WORK ORDER 1:
In the chicken recipe, what can be used in place of panko?
WORK ORDER 2:
Write out the passage of the chicken recipe word for word, starting with "Mix panko, nuts, cheese, rosemary, salt, and" and going on through "before it’s done.".

EXCERPTED TEXT:
:::

This post is recycled from my Digressions of a Sponge for Knowledge, but I've transferred it here so that all my recipes can live in one place -
¼ c. low-fat buttermilk OR ¼ c. milk with 1 tsp. lemon juice
or vinegar(stir thoroughly)
2 Tbsp. Dijon mustard
4 6-oz. chicken cutlets (or use bone-in chicken, thighs are
a good size but other cuts work too)
1/3 c. panko (Japanese breadcrumbs) – substitute saltines if
no panko
1/3 c. finely chopped walnuts (I ground in coffee grinder)
and then leave some larger pieces for good texture
2 Tbsp. grated Parmigiano-Reggiano cheese
¾ tsp. minced rosemary
¼ tsp. kosher salt
¼ tsp. black pepper
Cooking spray
1.
Preheat oven to 425 degrees.
2.
Combine buttermilk and mustard in shallow dish.
Coat chicken pieces in buttermilk.
3.
Mix panko, nuts, cheese, rosemary, salt, and
pepper in shallow dish. Make enough to coat all your pieces thoroughly. Dredge
chicken in panko mixture.
4.
Arrange chicken on a roasting pan or on a wire
rack over a baking sheet. Coat rack with cooking spray. Coat chicken with
cooking spray (crisps the coating).
5.
For boneless chicken cutlets - Bake for 13
minutes or until done. For bone-in chicken thighs - Cover with foil and bake for approx. 40
minutes or until internal temperature reaches 180 degrees. Remove foil 10 or 15
minutes before it’s done.
Boneless, skinless chicken
cutlets: 287 cal., 9.4 g. fat, 42.7 g. protein, 6 g. carbs.

:::

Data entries
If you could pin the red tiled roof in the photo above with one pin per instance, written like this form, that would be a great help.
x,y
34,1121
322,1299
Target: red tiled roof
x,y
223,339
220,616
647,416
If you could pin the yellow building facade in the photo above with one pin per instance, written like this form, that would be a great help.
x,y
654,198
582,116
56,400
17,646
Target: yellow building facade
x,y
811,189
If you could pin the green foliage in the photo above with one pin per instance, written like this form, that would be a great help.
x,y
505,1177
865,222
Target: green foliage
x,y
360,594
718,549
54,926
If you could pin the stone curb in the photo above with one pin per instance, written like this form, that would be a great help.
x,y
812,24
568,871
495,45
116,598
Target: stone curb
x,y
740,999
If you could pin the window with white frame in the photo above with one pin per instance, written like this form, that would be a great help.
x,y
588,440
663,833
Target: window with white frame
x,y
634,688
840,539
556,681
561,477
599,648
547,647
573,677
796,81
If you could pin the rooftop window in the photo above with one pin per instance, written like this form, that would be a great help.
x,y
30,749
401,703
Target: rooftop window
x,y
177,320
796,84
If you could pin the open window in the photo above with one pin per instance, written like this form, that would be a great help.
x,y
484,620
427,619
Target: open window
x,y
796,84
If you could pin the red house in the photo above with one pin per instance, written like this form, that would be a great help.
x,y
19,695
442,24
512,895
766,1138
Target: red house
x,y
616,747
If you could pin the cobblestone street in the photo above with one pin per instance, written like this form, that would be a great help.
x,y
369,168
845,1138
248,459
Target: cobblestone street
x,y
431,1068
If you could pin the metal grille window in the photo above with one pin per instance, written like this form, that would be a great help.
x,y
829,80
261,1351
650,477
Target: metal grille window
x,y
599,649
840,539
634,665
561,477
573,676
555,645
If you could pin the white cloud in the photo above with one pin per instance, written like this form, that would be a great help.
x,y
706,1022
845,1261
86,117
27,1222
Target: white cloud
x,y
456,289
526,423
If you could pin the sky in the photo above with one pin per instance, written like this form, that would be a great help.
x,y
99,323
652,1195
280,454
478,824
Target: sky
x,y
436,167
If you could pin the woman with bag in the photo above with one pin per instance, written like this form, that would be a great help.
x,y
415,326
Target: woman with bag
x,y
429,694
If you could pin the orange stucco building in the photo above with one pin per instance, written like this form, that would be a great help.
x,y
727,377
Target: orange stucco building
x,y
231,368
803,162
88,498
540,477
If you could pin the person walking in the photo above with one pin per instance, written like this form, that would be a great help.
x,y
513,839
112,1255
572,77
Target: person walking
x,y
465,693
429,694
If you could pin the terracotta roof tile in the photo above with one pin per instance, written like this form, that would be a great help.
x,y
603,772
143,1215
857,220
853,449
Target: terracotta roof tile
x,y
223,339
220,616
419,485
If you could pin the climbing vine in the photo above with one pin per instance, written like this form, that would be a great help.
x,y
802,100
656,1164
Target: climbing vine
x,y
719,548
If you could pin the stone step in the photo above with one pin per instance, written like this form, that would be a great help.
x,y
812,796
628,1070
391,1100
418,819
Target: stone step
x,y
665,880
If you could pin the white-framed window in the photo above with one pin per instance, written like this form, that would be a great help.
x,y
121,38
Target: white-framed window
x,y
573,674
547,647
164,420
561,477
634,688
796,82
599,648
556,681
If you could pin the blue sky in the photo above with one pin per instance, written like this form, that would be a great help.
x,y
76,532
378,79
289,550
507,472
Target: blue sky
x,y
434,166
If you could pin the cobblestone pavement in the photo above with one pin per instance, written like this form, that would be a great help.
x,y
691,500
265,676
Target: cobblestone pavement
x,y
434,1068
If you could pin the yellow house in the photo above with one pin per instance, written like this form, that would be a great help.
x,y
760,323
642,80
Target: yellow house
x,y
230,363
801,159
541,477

:::

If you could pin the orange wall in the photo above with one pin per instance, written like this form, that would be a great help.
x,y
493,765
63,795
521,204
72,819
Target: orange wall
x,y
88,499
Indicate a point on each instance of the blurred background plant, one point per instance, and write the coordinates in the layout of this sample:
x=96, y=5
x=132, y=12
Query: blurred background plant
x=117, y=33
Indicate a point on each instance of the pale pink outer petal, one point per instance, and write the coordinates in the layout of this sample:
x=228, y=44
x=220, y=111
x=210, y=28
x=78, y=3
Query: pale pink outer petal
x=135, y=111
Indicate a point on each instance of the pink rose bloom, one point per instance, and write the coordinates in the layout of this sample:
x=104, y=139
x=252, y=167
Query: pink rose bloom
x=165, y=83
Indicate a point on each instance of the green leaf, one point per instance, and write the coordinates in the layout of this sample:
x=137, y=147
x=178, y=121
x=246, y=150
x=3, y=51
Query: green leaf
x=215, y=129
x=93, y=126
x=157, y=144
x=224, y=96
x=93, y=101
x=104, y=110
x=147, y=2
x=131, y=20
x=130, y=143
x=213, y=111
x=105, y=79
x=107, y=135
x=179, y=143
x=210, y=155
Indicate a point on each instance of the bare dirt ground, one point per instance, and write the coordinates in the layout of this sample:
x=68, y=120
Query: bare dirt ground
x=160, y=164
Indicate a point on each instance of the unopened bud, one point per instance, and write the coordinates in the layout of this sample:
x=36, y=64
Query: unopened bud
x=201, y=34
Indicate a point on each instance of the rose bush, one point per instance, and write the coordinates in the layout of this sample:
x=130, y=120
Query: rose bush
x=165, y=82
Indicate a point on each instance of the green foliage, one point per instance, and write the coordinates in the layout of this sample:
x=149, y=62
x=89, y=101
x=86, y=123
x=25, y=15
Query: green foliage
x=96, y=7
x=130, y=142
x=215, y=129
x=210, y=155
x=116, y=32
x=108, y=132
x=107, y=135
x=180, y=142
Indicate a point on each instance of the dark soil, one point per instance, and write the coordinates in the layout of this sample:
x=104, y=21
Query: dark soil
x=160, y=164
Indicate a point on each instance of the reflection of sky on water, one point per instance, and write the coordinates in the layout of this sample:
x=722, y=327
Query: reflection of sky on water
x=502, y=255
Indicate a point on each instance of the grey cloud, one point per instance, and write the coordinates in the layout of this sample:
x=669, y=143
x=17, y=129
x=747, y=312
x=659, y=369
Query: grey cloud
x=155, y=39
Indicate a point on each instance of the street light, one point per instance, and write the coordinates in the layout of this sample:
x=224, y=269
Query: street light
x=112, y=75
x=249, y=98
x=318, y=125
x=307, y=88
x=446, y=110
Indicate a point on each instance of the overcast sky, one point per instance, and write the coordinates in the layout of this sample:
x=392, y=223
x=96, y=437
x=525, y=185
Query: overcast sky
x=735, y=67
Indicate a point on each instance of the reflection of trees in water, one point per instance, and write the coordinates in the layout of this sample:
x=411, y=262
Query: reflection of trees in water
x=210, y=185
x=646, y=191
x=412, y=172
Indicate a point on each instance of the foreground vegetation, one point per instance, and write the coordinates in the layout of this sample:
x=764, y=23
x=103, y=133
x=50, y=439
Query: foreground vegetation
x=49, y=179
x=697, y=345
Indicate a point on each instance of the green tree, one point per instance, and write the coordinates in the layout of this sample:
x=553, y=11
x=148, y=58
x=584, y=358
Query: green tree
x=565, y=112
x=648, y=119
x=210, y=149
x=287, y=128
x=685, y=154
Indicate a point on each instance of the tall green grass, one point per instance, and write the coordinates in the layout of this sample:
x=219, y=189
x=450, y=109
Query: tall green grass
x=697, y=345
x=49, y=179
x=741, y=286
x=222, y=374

:::

TASK OUTPUT 1:
Saltines

TASK OUTPUT 2:
Mix panko, nuts, cheese, rosemary, salt, and
pepper in shallow dish. Make enough to coat all your pieces thoroughly. Dredge
chicken in panko mixture.
4.
Arrange chicken on a roasting pan or on a wire
rack over a baking sheet. Coat rack with cooking spray. Coat chicken with
cooking spray (crisps the coating).
5.
For boneless chicken cutlets - Bake for 13
minutes or until done. For bone-in chicken thighs - Cover with foil and bake for approx. 40
minutes or until internal temperature reaches 180 degrees. Remove foil 10 or 15
minutes before it’s done.